***** EXTRACTED TEXT

Tuesday, April 13, 2010

Taxes for Us

Needless to say it's tax time so the media and social networking sites are full of comments about taxes. Although I understand the moaning about high tax rates, government programs, etc., I think we're looking at it all wrong. It shouldn't be about how high our taxes are but, rather, what kind of a country do we want to be?

A country needs money to run. Programs and services need money to run. Money comes from taxes. Where do you think the money comes from to fix those roads you've been complaining about, or to extend the sewer system to your township so you don't have to use wells and you have sewers, or to help install that high speed commuter rail system so you can avoid traffic on your way to work? Taxes.

What kind of a country do we want to be? One with pitted roads, inadequate sewers and polluted rivers? Is that our vision for our environment? What about our people? What do we want for them? Or are we all about what we want for ourselves, and once we "have" we don't particularly care about those who don't have? The problem with that attitude is two-fold.

The first is short-term thinking. I would gladly pay $10, or $40 or $100 more in taxes to pay for daycare or a breakfast program that helps a poor child because the long-term benefits outweigh that small amount of money. If that child doesn't eat or get a good start at learning, ultimately we as a society will be paying anyway ... for jail, or for increased medical care because the child won't be healthy, or by receiving less taxes because the child isn't educated enough to earn a decent living and thus pay higher taxes.

The second problem with the "I-got-mine-too-bad-you-ain't-got-yours" mindset is that ultimately most of us wind up needing government services of some kind. My parents always said "We worked for our money." Yet who collected Social Security when he retired? When my mother was ill, who paid for her medical expenses? Their insurance, with a huge supplement from Medicare. Her meds were covered, to a point; but what they paid out of pocket was substantial. They were not happy and complained about what Medicare didn't cover. So much for never needing government help. Their response was that they had contributed to these systems via taxes, so they were merely collecting what was theirs. I don't disagree with that viewpoint. But isn't an investment in more educated, less hungry, less poor, happier citizens and a cleaner, healthier environment "collecting" back on their taxes?

I spent years listening to my mother complain about resenting the amount of taxes she had to pay while "they" didn't pay. I never asked but always wanted to, "What don't you have that you need? What is paying those taxes taking away from you?" Another trip? Another dinner out or a beautiful dress? It's not that she didn't "deserve" these things. But couldn't she do without one dress, one dinner or make a trip a little less luxurious and graciously pay taxes, knowing there is a mother somewhere receiving food stamps who can buy cheese that actually tastes like cheese and has some nutritional value as a result of taxes? Or that her grandchildren and great-grandchildren will not have to be afraid to play outside because of air pollution?

We're a country known for our individualism. Taxes go directly against that value. Taxes are about the collective, the group. We may be individualistic as a country; but humans, as a species, are group-bound. For once, let's look beyond ourselves and to the group. How about this year, as you pay your taxes, you not grumble. Rather, think about the little frog you just saved that is critical to the ecosystem that purifies the water that runs by the school that provides a hands-on learning experience for the doctors and teachers and, yes, even the politicians of the future. And as you pay, smile and think, "This one is for us!"

**********
***** GIVEN DATA

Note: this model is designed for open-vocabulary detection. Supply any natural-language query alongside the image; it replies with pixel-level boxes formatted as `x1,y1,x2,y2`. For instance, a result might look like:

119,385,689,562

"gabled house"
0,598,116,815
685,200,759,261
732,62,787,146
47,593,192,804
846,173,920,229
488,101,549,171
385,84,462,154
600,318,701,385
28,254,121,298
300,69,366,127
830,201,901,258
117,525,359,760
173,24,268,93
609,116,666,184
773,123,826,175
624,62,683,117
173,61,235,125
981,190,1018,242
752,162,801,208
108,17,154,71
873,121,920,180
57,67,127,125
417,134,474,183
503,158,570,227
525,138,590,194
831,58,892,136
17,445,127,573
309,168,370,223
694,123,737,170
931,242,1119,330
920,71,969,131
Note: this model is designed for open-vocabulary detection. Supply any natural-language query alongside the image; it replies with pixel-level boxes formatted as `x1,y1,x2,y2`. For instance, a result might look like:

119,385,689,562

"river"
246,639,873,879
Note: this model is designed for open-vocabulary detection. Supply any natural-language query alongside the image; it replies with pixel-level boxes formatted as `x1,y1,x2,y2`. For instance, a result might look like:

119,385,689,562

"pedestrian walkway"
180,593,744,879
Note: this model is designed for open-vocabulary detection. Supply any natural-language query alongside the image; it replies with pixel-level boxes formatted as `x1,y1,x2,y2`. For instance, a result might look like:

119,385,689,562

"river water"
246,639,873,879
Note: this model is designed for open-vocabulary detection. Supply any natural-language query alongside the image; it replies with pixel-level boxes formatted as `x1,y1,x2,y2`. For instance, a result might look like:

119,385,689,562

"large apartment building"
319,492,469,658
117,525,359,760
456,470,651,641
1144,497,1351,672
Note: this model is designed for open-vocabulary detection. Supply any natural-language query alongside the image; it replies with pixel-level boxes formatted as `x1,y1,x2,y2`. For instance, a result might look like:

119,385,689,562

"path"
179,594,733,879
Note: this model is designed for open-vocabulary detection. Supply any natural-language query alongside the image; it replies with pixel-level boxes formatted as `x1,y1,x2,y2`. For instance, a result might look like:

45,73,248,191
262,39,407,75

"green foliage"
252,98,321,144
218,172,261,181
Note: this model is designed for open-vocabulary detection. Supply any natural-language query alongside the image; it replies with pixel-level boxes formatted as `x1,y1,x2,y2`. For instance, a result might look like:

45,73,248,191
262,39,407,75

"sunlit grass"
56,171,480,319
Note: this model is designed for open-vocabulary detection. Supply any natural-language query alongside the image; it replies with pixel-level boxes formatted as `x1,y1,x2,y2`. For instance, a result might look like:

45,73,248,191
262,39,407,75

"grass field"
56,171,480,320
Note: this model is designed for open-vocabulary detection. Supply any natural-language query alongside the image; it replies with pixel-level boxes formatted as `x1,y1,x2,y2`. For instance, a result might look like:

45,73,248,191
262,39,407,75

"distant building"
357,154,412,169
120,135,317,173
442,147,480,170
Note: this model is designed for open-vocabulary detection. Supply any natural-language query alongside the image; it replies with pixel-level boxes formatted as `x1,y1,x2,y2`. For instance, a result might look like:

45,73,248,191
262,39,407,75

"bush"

**********

**WORK INSTRUCTION 1:** From the blog post on taxes, list the ways society will end up paying if a poor child does not eat or get a good start at learning.
**WORK INSTRUCTION 2:** In the blog post on taxes, how did the writer's parents justify collecting Social Security and relying on Medicare after saying "We worked for our money"?

**EXERCISE RESPONSE 1:**
- Jail
- Increased medical care, because the child won't be healthy
- Receiving less taxes, because the child isn't educated enough to earn a decent living and pay higher taxes

**EXERCISE RESPONSE 2:** They said they had contributed to these systems through their taxes. So in their view they were only collecting what was theirs, not relying on government help.